— Extract —

Sunday, August 02, 2009

Parts of Our Region Are Suffering More Than Others

The national recession has taken a severe toll on our region over the past year. As of June, the 7-county Pittsburgh metropolitan area had lost over 31,000 jobs, 2.7% of our employment base, wiping out all of the net job gains the region had made over the previous decade.

There has been some comfort in the fact that as large as our job losses have been, they’ve been smaller than most parts of the country. Detroit has lost 175,000 jobs – more than triple the rate of job loss we’ve seen here. Cleveland has lost 63,000 jobs and Charlotte has lost 54,000, both more than twice as many in percentage terms as our region. As a result, the Pittsburgh Region’s 7.7% (unadjusted) unemployment rate in June was well below the national rate of 9.7%.

Some parts of our region, however, have been suffering much more than others. Between June 2008 and June 2009, the unemployment rate in Armstrong County jumped from 5.6% to 9.7%, the biggest increase in the region, and it’s the only county in the region with unemployment as high as the national rate. The second biggest increase was in Butler County, which went from having the lowest unemployment rate in the region in 2008 (4.6%) to 7.5% in June 2009. At the other end of the spectrum, Allegheny County now has the lowest unemployment rate in the region (7%).

Why is the recession affecting different parts of the region differently? A big reason is that some industries are being impacted more than others, and our counties have different mixes of industries.

For example, over the past year, the biggest loss of jobs in the region as a whole has been in manufacturing. There were 10% fewer manufacturing jobs here in June than a year ago, the 12th biggest drop in manufacturing jobs among the top 40 regions. The majority (60%) of the manufacturing jobs in the region are located outside of Allegheny County. At the end of 2008, manufacturing jobs represented nearly 17% of private sector jobs in Butler County, and between 12-14% of private sector jobs in Armstrong, Beaver, Lawrence, Washington, and Westmoreland Counties, whereas only 6% of the private sector jobs in Allegheny County were in manufacturing. That means the outer counties are being hurt more by the losses of manufacturing jobs than is Allegheny County.

Another industry that’s been hit hard in the past year in our region is leisure and hospitality. Here, the geographic pattern is the opposite of manufacturing. Over 60% of the Pittsburgh Region’s jobs in the leisure and hospitality industry are in Allegheny County, so job losses in this sector disproportionately affect Allegheny County.

— Given information —
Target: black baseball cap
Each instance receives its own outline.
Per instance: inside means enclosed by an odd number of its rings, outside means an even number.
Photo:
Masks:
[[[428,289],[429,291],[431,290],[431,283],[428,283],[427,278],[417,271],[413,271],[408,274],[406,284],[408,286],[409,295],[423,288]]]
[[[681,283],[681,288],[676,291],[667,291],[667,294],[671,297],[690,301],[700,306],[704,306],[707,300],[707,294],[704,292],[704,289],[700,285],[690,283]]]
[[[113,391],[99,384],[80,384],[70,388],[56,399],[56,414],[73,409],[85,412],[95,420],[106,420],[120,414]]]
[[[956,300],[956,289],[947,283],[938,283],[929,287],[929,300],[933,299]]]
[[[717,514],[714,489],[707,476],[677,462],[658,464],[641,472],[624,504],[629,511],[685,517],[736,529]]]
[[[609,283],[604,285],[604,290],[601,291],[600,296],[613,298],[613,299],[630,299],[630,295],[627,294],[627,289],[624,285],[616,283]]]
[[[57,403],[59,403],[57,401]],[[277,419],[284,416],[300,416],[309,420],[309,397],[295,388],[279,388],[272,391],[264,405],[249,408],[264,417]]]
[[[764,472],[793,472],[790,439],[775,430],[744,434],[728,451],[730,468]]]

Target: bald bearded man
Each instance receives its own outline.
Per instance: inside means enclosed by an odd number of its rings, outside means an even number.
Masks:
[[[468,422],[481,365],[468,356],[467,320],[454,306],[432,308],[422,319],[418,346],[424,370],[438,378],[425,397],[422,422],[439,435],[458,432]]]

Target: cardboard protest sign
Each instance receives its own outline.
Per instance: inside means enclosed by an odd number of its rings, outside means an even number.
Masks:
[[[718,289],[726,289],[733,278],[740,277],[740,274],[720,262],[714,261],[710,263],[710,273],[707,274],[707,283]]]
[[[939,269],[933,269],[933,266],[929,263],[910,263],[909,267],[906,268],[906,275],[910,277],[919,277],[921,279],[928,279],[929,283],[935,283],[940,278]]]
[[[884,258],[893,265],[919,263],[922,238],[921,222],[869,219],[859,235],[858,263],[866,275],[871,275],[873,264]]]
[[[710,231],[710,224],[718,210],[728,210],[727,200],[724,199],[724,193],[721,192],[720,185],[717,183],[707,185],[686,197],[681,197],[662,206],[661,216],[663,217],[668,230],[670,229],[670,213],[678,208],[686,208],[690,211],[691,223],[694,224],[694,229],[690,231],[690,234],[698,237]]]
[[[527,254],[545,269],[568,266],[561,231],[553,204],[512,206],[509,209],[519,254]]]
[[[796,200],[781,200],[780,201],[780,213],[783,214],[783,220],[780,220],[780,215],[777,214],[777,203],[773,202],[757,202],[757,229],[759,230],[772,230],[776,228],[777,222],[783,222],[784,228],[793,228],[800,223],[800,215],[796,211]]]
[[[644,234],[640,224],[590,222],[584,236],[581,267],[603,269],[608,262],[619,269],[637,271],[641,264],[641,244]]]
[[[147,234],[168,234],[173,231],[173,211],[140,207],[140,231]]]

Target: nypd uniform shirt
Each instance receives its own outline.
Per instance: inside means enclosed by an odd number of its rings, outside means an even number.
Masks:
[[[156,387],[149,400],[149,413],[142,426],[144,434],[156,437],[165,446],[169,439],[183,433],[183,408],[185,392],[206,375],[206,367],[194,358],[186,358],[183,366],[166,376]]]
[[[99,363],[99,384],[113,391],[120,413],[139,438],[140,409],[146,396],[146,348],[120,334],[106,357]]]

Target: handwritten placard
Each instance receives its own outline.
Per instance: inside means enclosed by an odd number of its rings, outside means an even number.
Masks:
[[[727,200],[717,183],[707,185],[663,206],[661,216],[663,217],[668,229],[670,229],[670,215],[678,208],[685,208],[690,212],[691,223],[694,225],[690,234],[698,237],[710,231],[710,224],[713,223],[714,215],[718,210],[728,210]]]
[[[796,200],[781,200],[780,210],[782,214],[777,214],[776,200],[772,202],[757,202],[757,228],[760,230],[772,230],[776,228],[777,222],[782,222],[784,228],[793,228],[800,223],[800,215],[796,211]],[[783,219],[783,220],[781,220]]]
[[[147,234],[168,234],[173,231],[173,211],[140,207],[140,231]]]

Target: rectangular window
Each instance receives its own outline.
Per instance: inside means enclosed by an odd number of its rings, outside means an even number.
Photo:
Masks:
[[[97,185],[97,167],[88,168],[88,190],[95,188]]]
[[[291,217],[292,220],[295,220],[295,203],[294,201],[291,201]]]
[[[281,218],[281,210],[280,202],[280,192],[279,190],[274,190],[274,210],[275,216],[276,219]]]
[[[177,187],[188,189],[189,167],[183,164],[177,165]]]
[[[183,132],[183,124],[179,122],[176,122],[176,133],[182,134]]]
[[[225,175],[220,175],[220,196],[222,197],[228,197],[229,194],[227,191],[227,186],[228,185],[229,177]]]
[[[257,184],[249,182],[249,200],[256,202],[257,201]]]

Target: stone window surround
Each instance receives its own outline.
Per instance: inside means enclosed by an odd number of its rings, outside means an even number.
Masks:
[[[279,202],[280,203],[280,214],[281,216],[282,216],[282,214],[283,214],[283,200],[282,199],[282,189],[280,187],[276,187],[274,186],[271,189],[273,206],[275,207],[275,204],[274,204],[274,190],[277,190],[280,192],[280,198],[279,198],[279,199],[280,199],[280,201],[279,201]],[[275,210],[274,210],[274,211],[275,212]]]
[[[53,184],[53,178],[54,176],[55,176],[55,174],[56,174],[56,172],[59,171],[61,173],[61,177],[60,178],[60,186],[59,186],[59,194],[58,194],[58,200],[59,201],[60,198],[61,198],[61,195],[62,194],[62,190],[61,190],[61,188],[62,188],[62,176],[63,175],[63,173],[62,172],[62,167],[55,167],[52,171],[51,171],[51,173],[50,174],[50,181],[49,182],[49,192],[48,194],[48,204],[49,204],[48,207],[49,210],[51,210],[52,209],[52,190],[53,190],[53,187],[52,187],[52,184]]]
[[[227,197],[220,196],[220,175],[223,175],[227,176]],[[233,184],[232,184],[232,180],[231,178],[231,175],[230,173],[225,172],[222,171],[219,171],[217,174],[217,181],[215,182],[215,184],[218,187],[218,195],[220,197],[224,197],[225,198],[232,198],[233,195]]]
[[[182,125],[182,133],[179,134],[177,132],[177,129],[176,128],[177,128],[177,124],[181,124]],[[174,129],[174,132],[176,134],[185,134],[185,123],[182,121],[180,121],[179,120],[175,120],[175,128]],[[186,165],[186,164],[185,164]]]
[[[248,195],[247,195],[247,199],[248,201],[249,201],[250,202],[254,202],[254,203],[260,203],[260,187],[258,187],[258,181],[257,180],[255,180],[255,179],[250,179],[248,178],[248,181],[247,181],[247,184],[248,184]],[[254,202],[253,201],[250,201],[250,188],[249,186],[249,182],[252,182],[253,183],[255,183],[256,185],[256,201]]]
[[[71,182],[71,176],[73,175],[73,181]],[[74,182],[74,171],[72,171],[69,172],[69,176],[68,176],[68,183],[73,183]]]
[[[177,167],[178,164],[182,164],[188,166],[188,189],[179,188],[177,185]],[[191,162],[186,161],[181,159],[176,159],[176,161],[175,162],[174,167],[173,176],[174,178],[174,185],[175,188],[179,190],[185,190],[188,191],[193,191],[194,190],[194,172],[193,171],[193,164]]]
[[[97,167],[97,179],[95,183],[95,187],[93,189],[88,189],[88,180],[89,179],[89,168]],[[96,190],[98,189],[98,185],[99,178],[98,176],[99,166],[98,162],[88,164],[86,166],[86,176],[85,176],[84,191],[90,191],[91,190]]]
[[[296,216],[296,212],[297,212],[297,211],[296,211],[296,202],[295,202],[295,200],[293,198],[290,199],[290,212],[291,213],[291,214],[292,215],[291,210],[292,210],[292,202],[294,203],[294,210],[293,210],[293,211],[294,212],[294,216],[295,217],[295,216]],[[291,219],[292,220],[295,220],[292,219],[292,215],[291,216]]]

— Activities —
1. In the article on Pittsburgh-area job losses, which county had the lowest unemployment rate in the region in 2008?
2. Continue the article on Pittsburgh-area job losses, picking up after its final sentence.

— Per-task outputs —
1. Butler County, at 4.6%.

2.
The only industries in the region which have experienced significant job growth in the past year are higher education and health care. Allegheny County contains over 80% of the region’s higher education jobs and nearly two-thirds of the health care jobs, and the growth in these sectors has primarily occurred in Allegheny County.

Not everything is bad outside of Allegheny County. In Indiana County, the number of jobs was the same in June 2009 as in June 2008, the only county in our region that had no change in jobs in the midst of the recession. So why did its unemployment rate increase from 5.7% to 8% during the same period? Because the number of jobs is a net figure – Indiana County lost a total of 600 jobs in manufacturing, construction, and professional and other services, but it gained 600 jobs in trade, transportation, utilities, education, health services, leisure and hospitality, and government. Many of those who lost their jobs became unemployed, while some of the new jobs were likely filled by new residents of the county.

This complex mix of job growth and job loss across the region makes it imperative that the region’s five separate Workforce Investment Boards, four community colleges, and numerous job training and employment assistance programs work together on a regional basis to help unemployed individuals obtain new skills and find job opportunities as efficiently and successfully as possible, no matter where in the region they live.

(A version of this post was published as the Regional Insights column in the Sunday, August 2, 2009 Pittsburgh Post-Gazette.)